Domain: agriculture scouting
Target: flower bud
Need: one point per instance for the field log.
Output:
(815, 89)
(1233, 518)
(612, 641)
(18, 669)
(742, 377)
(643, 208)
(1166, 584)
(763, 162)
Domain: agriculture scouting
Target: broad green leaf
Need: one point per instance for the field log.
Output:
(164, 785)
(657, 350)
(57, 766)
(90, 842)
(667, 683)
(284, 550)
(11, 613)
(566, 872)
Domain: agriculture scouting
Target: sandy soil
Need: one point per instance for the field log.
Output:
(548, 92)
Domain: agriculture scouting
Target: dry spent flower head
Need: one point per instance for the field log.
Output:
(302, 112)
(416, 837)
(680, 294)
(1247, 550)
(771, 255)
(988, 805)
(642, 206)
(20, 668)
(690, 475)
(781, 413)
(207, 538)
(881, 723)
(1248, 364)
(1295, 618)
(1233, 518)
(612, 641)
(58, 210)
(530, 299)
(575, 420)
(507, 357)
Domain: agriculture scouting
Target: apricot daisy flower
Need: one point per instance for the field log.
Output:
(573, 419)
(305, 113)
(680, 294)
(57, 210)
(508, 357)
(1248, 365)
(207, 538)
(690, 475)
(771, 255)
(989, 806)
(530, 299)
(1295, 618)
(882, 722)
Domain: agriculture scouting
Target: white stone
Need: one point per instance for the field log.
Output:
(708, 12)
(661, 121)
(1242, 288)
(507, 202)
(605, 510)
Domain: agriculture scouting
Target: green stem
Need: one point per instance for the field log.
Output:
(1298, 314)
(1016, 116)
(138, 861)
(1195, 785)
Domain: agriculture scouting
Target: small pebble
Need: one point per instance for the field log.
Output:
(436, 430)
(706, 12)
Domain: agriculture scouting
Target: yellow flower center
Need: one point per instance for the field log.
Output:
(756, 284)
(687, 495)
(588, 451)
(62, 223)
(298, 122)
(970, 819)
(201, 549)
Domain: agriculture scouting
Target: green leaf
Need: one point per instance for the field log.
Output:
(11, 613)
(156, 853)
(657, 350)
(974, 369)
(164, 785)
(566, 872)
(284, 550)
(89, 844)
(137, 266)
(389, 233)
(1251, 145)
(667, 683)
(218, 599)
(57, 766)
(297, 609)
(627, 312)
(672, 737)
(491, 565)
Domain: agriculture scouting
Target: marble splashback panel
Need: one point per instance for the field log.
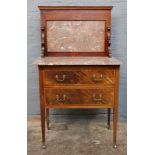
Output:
(75, 36)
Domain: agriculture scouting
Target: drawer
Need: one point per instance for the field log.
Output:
(62, 77)
(79, 96)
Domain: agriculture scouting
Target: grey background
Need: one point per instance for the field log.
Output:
(118, 48)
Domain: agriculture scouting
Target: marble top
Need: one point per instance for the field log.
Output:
(76, 61)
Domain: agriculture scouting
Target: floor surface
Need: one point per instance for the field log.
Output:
(76, 137)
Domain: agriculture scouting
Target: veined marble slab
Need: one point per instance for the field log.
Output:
(50, 61)
(75, 36)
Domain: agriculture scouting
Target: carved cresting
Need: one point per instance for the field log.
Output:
(109, 41)
(42, 42)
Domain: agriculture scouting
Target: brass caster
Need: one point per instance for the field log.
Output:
(43, 146)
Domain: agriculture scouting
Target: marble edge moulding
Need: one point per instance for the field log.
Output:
(76, 61)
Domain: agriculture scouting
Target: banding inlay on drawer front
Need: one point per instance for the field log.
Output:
(100, 76)
(79, 96)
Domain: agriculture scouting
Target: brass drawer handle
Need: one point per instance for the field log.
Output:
(100, 78)
(60, 79)
(97, 97)
(58, 98)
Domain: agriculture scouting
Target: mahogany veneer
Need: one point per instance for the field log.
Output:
(82, 85)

= = = =

Task brief:
Filter the entries down to the lines that hold "drawer". Copy those lines.

Exercise solution:
Target: drawer
Target: banding inlay on drawer front
Target: brass drawer handle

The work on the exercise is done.